Express the part that opens with the line containing "the concrete wall" and closes with the line containing "xmin=302 ymin=146 xmax=418 ymax=372", both included, as a Markdown table with the columns Number and Record line, numbering each row and leaving out blank lines.
══ MATERIAL TO PROCESS ══
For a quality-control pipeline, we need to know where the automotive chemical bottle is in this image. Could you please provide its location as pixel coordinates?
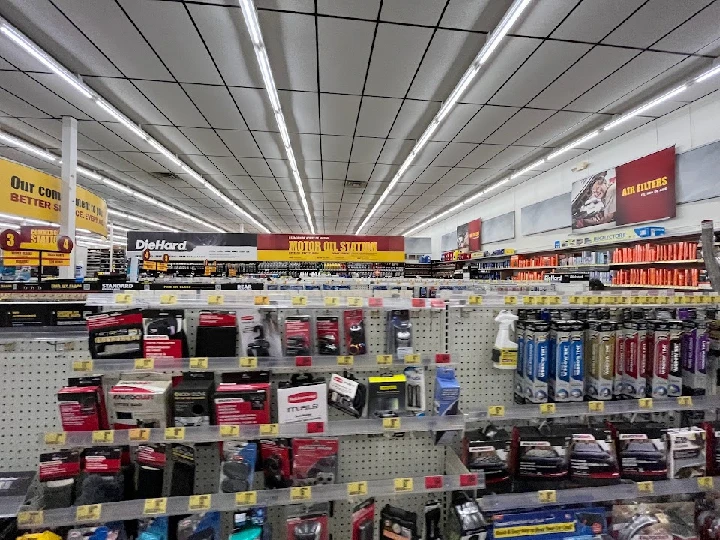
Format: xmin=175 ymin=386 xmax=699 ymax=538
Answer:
xmin=492 ymin=309 xmax=518 ymax=369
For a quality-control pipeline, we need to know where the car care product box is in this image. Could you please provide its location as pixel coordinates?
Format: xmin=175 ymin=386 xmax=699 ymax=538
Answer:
xmin=585 ymin=320 xmax=617 ymax=400
xmin=109 ymin=373 xmax=171 ymax=429
xmin=215 ymin=371 xmax=270 ymax=425
xmin=87 ymin=309 xmax=144 ymax=358
xmin=195 ymin=311 xmax=238 ymax=358
xmin=173 ymin=371 xmax=215 ymax=426
xmin=667 ymin=427 xmax=707 ymax=478
xmin=610 ymin=422 xmax=668 ymax=482
xmin=277 ymin=373 xmax=328 ymax=424
xmin=368 ymin=375 xmax=406 ymax=418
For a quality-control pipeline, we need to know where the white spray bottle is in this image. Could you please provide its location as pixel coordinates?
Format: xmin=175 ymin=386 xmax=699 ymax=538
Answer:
xmin=492 ymin=309 xmax=518 ymax=369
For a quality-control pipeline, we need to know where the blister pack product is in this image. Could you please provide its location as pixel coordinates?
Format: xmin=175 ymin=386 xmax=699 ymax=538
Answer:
xmin=343 ymin=309 xmax=368 ymax=356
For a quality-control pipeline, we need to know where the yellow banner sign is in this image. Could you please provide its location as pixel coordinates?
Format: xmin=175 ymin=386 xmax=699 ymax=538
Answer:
xmin=0 ymin=155 xmax=107 ymax=236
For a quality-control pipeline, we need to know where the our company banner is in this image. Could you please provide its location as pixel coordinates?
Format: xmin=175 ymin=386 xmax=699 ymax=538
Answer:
xmin=570 ymin=146 xmax=676 ymax=232
xmin=127 ymin=231 xmax=257 ymax=262
xmin=0 ymin=155 xmax=107 ymax=236
xmin=257 ymin=234 xmax=405 ymax=263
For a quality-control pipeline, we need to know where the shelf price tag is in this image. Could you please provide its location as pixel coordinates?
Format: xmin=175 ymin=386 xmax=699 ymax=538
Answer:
xmin=383 ymin=417 xmax=400 ymax=429
xmin=337 ymin=355 xmax=355 ymax=366
xmin=188 ymin=493 xmax=212 ymax=512
xmin=190 ymin=356 xmax=210 ymax=369
xmin=135 ymin=358 xmax=155 ymax=369
xmin=165 ymin=427 xmax=185 ymax=441
xmin=377 ymin=354 xmax=392 ymax=366
xmin=290 ymin=486 xmax=312 ymax=501
xmin=235 ymin=491 xmax=257 ymax=506
xmin=45 ymin=431 xmax=67 ymax=446
xmin=220 ymin=424 xmax=240 ymax=439
xmin=538 ymin=489 xmax=557 ymax=504
xmin=18 ymin=510 xmax=45 ymax=526
xmin=92 ymin=429 xmax=115 ymax=444
xmin=393 ymin=478 xmax=414 ymax=493
xmin=637 ymin=481 xmax=655 ymax=494
xmin=488 ymin=405 xmax=505 ymax=418
xmin=73 ymin=360 xmax=95 ymax=371
xmin=75 ymin=504 xmax=102 ymax=521
xmin=348 ymin=481 xmax=367 ymax=497
xmin=143 ymin=497 xmax=167 ymax=515
xmin=540 ymin=403 xmax=556 ymax=414
xmin=240 ymin=356 xmax=257 ymax=369
xmin=260 ymin=424 xmax=280 ymax=436
xmin=588 ymin=401 xmax=605 ymax=412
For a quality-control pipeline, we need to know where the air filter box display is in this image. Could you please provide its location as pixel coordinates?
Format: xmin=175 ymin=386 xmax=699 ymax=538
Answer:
xmin=87 ymin=309 xmax=144 ymax=358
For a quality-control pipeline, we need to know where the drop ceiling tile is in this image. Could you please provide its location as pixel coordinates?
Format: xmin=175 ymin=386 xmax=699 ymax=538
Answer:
xmin=258 ymin=11 xmax=317 ymax=91
xmin=365 ymin=24 xmax=432 ymax=98
xmin=317 ymin=17 xmax=375 ymax=95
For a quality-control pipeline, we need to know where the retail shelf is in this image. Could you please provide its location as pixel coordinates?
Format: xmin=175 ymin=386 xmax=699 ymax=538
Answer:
xmin=480 ymin=476 xmax=720 ymax=512
xmin=18 ymin=473 xmax=484 ymax=529
xmin=72 ymin=352 xmax=453 ymax=373
xmin=465 ymin=396 xmax=720 ymax=423
xmin=42 ymin=415 xmax=465 ymax=448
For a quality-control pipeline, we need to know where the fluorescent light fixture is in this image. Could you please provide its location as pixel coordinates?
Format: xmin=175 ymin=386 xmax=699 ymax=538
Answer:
xmin=547 ymin=130 xmax=600 ymax=161
xmin=603 ymin=84 xmax=688 ymax=131
xmin=0 ymin=22 xmax=92 ymax=98
xmin=0 ymin=131 xmax=57 ymax=162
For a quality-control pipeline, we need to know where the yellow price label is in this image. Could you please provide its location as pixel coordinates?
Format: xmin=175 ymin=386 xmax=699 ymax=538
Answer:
xmin=678 ymin=396 xmax=692 ymax=407
xmin=540 ymin=403 xmax=555 ymax=414
xmin=135 ymin=358 xmax=155 ymax=369
xmin=240 ymin=356 xmax=257 ymax=369
xmin=348 ymin=481 xmax=367 ymax=497
xmin=128 ymin=428 xmax=150 ymax=442
xmin=190 ymin=356 xmax=210 ymax=369
xmin=405 ymin=353 xmax=421 ymax=364
xmin=488 ymin=405 xmax=505 ymax=418
xmin=143 ymin=497 xmax=167 ymax=515
xmin=18 ymin=510 xmax=45 ymax=526
xmin=188 ymin=493 xmax=212 ymax=512
xmin=290 ymin=486 xmax=312 ymax=501
xmin=538 ymin=489 xmax=557 ymax=504
xmin=337 ymin=355 xmax=355 ymax=366
xmin=92 ymin=429 xmax=115 ymax=444
xmin=383 ymin=418 xmax=400 ymax=429
xmin=260 ymin=424 xmax=280 ymax=436
xmin=73 ymin=360 xmax=95 ymax=371
xmin=75 ymin=504 xmax=102 ymax=521
xmin=45 ymin=431 xmax=67 ymax=445
xmin=696 ymin=476 xmax=713 ymax=490
xmin=393 ymin=478 xmax=414 ymax=493
xmin=637 ymin=480 xmax=655 ymax=493
xmin=165 ymin=427 xmax=185 ymax=441
xmin=235 ymin=491 xmax=257 ymax=506
xmin=377 ymin=354 xmax=392 ymax=366
xmin=220 ymin=424 xmax=240 ymax=438
xmin=588 ymin=401 xmax=605 ymax=412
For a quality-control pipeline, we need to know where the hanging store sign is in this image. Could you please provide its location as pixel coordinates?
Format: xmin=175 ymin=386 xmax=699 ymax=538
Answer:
xmin=257 ymin=234 xmax=405 ymax=263
xmin=0 ymin=155 xmax=107 ymax=236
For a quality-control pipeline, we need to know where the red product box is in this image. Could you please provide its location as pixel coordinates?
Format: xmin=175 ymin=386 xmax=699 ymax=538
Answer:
xmin=215 ymin=383 xmax=270 ymax=425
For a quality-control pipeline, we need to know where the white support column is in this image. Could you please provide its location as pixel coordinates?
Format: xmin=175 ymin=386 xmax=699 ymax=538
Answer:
xmin=60 ymin=116 xmax=77 ymax=279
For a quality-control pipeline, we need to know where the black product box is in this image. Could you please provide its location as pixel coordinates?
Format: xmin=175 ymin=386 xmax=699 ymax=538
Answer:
xmin=195 ymin=311 xmax=238 ymax=357
xmin=173 ymin=371 xmax=215 ymax=426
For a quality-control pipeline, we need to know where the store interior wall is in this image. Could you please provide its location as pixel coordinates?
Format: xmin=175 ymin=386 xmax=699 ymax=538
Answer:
xmin=415 ymin=92 xmax=720 ymax=259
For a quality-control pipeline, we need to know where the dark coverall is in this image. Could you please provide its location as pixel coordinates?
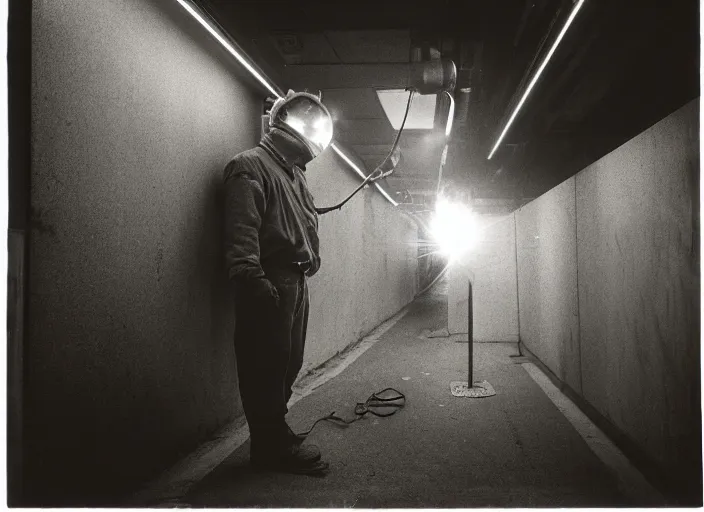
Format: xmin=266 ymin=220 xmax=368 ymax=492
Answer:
xmin=224 ymin=139 xmax=320 ymax=453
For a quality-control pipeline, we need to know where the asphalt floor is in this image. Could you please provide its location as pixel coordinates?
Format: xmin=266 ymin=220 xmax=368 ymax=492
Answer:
xmin=183 ymin=292 xmax=633 ymax=508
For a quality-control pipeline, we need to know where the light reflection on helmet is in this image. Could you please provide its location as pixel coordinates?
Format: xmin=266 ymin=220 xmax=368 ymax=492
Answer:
xmin=269 ymin=91 xmax=333 ymax=157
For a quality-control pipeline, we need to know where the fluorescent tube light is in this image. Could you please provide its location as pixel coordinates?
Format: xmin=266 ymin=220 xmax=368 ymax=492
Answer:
xmin=176 ymin=0 xmax=398 ymax=206
xmin=176 ymin=0 xmax=281 ymax=98
xmin=487 ymin=0 xmax=584 ymax=160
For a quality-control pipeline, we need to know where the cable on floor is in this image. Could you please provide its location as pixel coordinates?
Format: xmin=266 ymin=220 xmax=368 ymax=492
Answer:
xmin=297 ymin=388 xmax=406 ymax=437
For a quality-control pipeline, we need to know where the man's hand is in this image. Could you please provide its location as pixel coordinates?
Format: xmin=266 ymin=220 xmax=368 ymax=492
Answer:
xmin=253 ymin=279 xmax=280 ymax=308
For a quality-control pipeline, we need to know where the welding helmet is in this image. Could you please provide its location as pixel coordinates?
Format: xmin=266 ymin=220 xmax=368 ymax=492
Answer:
xmin=269 ymin=91 xmax=333 ymax=159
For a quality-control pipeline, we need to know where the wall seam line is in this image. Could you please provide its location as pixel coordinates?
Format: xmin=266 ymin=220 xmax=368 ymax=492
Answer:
xmin=574 ymin=175 xmax=584 ymax=396
xmin=513 ymin=208 xmax=521 ymax=348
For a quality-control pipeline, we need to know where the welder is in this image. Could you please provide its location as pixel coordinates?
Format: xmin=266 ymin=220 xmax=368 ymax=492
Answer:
xmin=224 ymin=91 xmax=333 ymax=474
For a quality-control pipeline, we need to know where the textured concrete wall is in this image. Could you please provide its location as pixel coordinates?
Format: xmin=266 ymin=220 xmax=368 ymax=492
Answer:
xmin=25 ymin=0 xmax=416 ymax=505
xmin=303 ymin=146 xmax=417 ymax=371
xmin=447 ymin=214 xmax=518 ymax=343
xmin=26 ymin=0 xmax=260 ymax=499
xmin=517 ymin=100 xmax=701 ymax=503
xmin=516 ymin=178 xmax=582 ymax=391
xmin=576 ymin=100 xmax=701 ymax=500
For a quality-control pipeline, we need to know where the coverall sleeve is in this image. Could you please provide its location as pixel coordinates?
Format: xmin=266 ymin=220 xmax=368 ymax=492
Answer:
xmin=224 ymin=160 xmax=275 ymax=295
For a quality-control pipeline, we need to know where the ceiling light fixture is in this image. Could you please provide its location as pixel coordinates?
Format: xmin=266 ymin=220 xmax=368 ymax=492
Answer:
xmin=487 ymin=0 xmax=584 ymax=160
xmin=445 ymin=91 xmax=455 ymax=138
xmin=176 ymin=0 xmax=398 ymax=206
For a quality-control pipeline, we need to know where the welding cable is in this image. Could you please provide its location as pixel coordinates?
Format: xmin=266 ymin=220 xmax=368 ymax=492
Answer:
xmin=296 ymin=388 xmax=406 ymax=437
xmin=315 ymin=87 xmax=415 ymax=215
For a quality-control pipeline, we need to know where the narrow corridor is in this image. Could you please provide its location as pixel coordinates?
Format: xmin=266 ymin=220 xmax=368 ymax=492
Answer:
xmin=182 ymin=288 xmax=652 ymax=508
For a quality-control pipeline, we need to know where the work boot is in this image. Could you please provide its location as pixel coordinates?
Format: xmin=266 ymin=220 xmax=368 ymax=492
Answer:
xmin=250 ymin=445 xmax=329 ymax=475
xmin=286 ymin=425 xmax=306 ymax=446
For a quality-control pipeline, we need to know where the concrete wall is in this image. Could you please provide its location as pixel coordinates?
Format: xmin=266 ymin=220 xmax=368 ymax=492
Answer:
xmin=516 ymin=178 xmax=582 ymax=391
xmin=24 ymin=0 xmax=416 ymax=505
xmin=302 ymin=146 xmax=418 ymax=372
xmin=517 ymin=100 xmax=701 ymax=504
xmin=447 ymin=214 xmax=518 ymax=343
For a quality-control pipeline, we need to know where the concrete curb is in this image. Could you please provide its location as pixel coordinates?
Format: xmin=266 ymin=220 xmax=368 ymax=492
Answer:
xmin=125 ymin=302 xmax=412 ymax=508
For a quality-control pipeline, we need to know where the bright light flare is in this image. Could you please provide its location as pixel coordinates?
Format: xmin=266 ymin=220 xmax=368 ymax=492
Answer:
xmin=430 ymin=197 xmax=480 ymax=261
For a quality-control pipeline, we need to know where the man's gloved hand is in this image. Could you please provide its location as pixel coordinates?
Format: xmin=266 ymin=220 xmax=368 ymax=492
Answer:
xmin=249 ymin=279 xmax=280 ymax=307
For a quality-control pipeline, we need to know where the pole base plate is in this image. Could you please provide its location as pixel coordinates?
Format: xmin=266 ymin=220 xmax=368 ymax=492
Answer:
xmin=450 ymin=380 xmax=496 ymax=398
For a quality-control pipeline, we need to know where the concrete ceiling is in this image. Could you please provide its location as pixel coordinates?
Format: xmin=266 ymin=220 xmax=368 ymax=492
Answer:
xmin=198 ymin=0 xmax=699 ymax=212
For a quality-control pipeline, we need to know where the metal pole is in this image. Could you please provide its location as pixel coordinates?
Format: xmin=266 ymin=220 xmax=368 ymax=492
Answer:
xmin=467 ymin=278 xmax=474 ymax=389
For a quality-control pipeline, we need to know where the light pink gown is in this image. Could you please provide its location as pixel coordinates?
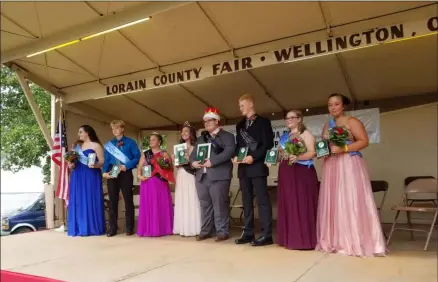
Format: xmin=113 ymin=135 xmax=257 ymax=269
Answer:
xmin=316 ymin=125 xmax=386 ymax=257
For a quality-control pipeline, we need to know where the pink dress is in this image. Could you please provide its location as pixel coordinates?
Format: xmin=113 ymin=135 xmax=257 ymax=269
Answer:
xmin=316 ymin=122 xmax=386 ymax=257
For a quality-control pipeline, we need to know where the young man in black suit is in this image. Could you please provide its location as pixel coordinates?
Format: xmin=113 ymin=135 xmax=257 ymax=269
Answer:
xmin=234 ymin=94 xmax=274 ymax=246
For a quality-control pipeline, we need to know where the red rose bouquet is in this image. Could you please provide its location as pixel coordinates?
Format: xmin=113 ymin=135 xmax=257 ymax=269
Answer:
xmin=157 ymin=157 xmax=171 ymax=170
xmin=64 ymin=151 xmax=78 ymax=164
xmin=328 ymin=126 xmax=349 ymax=147
xmin=284 ymin=137 xmax=307 ymax=165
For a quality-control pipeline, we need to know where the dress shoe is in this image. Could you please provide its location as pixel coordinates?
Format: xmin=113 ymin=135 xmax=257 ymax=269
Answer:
xmin=196 ymin=235 xmax=211 ymax=241
xmin=214 ymin=235 xmax=230 ymax=242
xmin=251 ymin=236 xmax=274 ymax=247
xmin=234 ymin=236 xmax=254 ymax=245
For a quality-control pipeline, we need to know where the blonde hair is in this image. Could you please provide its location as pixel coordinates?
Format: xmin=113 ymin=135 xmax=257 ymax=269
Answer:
═══
● RESPONSE TO THIS EXERCISE:
| Number | Record line |
|---|---|
| 1 | For a quality-control pipeline, we need to know where the concrete wall is in this image. Could you please provide its location as pixel coordinates? |
| 2 | Format: xmin=266 ymin=220 xmax=368 ymax=492 |
| 3 | Answer: |
| 4 | xmin=516 ymin=178 xmax=582 ymax=391 |
| 5 | xmin=24 ymin=0 xmax=416 ymax=505 |
| 6 | xmin=302 ymin=146 xmax=418 ymax=372 |